TEXT PASSAGE
So I brought down the site for a little while this morning. Now I'm interested in hearing about when you messed everything up!
I forked a GitHub repo my first week at work, then had to delete it when I realized I'd forked the wrong one. Well, despite GitHub's repeated warnings, I managed to delete the source repo, not the fork. There were at least 6 open PRs in active development against it, and nobody had a full local clone that we could use to restore it. Thankfully, GitHub support was incredibly helpful and restored it.
The worst part is that some sympathetic coworkers humorously explained that this happens to all GitHub n00bs at some point. The problem was that I'd been using GH for at least 5 years at that point, and I should have known better.
You are not alone Jason! I have ten years experience and LAST WEEK I merged a big commit not realizing another feature was finished first and already merged that had conflicts with my code. Thank God for merge tool or it would have been a sh*t show! Instead I walked away with my tail between my legs and a chance to fix my code. Moral of the story: it’s why we have versioning tools - we are all Human and will make mistakes 👍😀
That's a good thing to know that Github has backups
I wouldn’t rely on that option, though. We’re a big, visible company. Your results may vary.
Git should give peptalk before trying any thing in cli mode.

DATASET CONTENT
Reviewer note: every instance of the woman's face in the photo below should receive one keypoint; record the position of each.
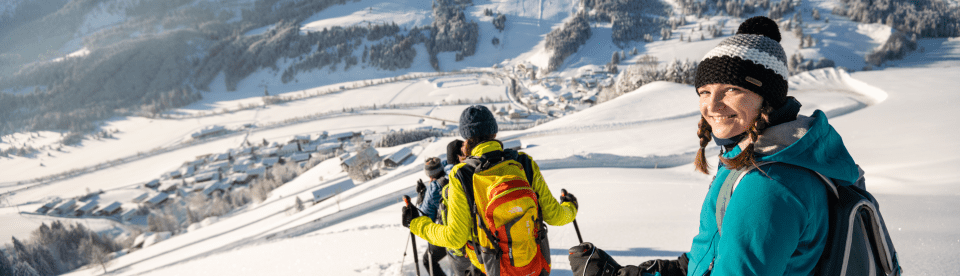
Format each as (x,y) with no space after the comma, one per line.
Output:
(729,109)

CHALLENGE
Carry on the forum thread about developers confessing their own workplace blunders with GitHub and Git, adding new posts after its last one.

RESPONSE TO THE TASK
Don't sweat it! Software wouldn't be software without bugs and some outages. It happens 😃
My most heinous incident involved multiple threads, hitting one shared API connection and, in turn, criss-crossing customer data 😳
When starting my current job, I was doing my first git rebase. But I didn't understand the command and wound up rebasing off the incorrect one. So my branch had dozens of extra commits that wound up getting pushed to master.
Thankfully the changes were reverted fast, but it also means I didn't see how spectacularly I screwed up the main site.
Rebase should have a consumer warning lable😂😂😂
Almost experienced that while learning to rebase. Fortunately it got resolved quickly
Last night I forgot to stop all my docker containers before running yum update. Now all of my containers are corrupted. Yay!
I was working on writing a shell script to delete some files that were installed in the Applications directory on a Mac. In my mind, I had run it through command line so many times that I had just forgotten to fully write out the path.
So I finish up, make it fully executable, and bam! it erases my entire application folder.
Thank goodness for Time Machine.
Once I used a PassThrough stream instead of an EventEmitter. Apparently PassThrough streams retain some state as the data goes through them, and so eventually it caused a memory leak.
This memory leak was in a multi-machine process, which led to two processes thinking they were responsible for updating the database.
That caused mongo queries from the affected nodes to randomly execute after about an hour of being slammed from lack of memory.
Eventually the affected node would restart and start to function normally. Which was worse, because it allowed this problem to go unnoticed, until some users started reporting duplicate or corrupted data.
Stuff of nightmares.
Fat-fingered a command and failed to read the diff carefully. Wiped out the authentication system for the Kubernetes cluster my team had spent weeks building.
Fortunately, everything was in Terraform, so we only lost a few hours of work and gained a lot of confidence in the reliability of what we were working on.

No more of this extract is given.